■ Texte du document:

"""

DISTINGUER «SAVOIR ETRE» ET « SAVOIR-FAIRE»…

Elinkichari n’aime pas perdre du temps. Après une expérience
professionnelle éclaire en Tunisie, il s’installa en France où il exerça
quelques expériences dans des entreprises. Mais c’était sans compter avec sa
nature de perfectionniste et d’empêcheur de travailler en rond. Ce fonceur
réalise donc vite que sa force du travail et sa technicité sont ses
meilleurs atouts, pour voler de ses propres ailes, en ouvrant son propre
cabinet. Avec une réelle maîtrise de lui-même et son professionnalisme, il
se fraye son propre chemin. Dans son domaine d’activités – et toujours avec
une certaine longueur d’avance– il fait une juste évaluation de la
situation, lui donnant ainsi une idée claire de la cartographie de la
profession. Comme dans chaque métier, il faut avoir son «truc» qui fait
toujours «ce plus». De ce point de vue, ses compétences lui permettent
d’apprécier ce qu’il appelle «le savoir être » et le «savoir faire» des
compétences qu’il va chercher, traquer, solliciter et accompagner.

On serait tenté de croire que son goût du challenge, lié à son audace, le
contraint à plus de risque pour se faire une place. En fait, il n’en est
rien ! S’il bouleverse un tantinet l’ordre établi en arrivant sur le marché,
quitte à accepter de n’être payé que si le candidat est embauché et en
n’exigeant pas d’exclusivité d’une mission de placement, c’est tout
simplement parce qu’ il trouve cela «plus juste pour l’entreprise et pour
lui
». Comment voulez-vous que SE accepte qu’il soit rémunéré si une
entreprise n’est pas satisfaite de son service ? L’idée ne lui effleure même
pas l’esprit.

«Embaucher le bon cadre, c’est augmenter la compétitivité d’une
entreprise. Quand une entreprise embauche le profil juste, elle gagne de
l’argent. Je travaille avec les plus grandes entreprises sur ce créneau
».

"""

■ Données enregistrées:
"""

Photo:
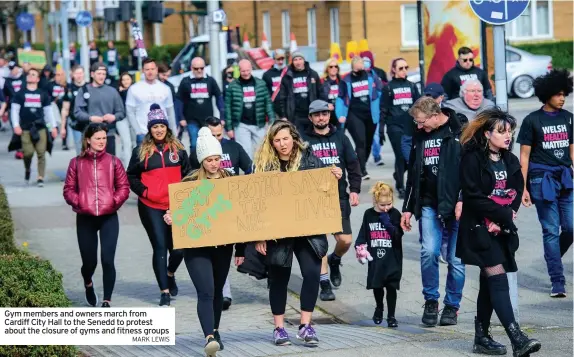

"""

■ Consignes:
- A) D'après le portrait d'Elinkichari, à quelle condition accepte-t-il d'être payé pour une mission de placement ?
- B) Relevez mot pour mot, dans le portrait d'Elinkichari, le passage qui va de « On serait tenté » à « pas l’esprit. ».

■ Réponses par tâche:
- A) Seulement si le candidat est embauché.

- B)
On serait tenté de croire que son goût du challenge, lié à son audace, le
contraint à plus de risque pour se faire une place. En fait, il n’en est
rien ! S’il bouleverse un tantinet l’ordre établi en arrivant sur le marché,
quitte à accepter de n’être payé que si le candidat est embauché et en
n’exigeant pas d’exclusivité d’une mission de placement, c’est tout
simplement parce qu’ il trouve cela «plus juste pour l’entreprise et pour
lui
». Comment voulez-vous que SE accepte qu’il soit rémunéré si une
entreprise n’est pas satisfaite de son service ? L’idée ne lui effleure même
pas l’esprit.